begin MATERIAL FOR THIS EXERCISE

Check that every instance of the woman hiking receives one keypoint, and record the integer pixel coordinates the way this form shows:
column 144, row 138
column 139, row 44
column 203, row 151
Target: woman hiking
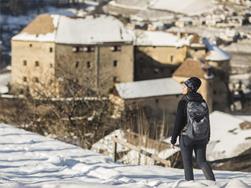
column 193, row 128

end MATERIAL FOR THIS EXERCISE

Format the listing above as a Markdown table with the columns "Row" and "Line," numbering each line and skipping blank lines. Leave the pictures out.

### [FULL RESPONSE]
| Row | Line |
|---|---|
| 1 | Check that every instance of the woman hiking receives one keypoint, and record the integer pixel coordinates the way this form shows: |
| 2 | column 144, row 138 |
| 3 | column 139, row 44 |
| 4 | column 203, row 151 |
| 5 | Target: woman hiking |
| 6 | column 193, row 128 |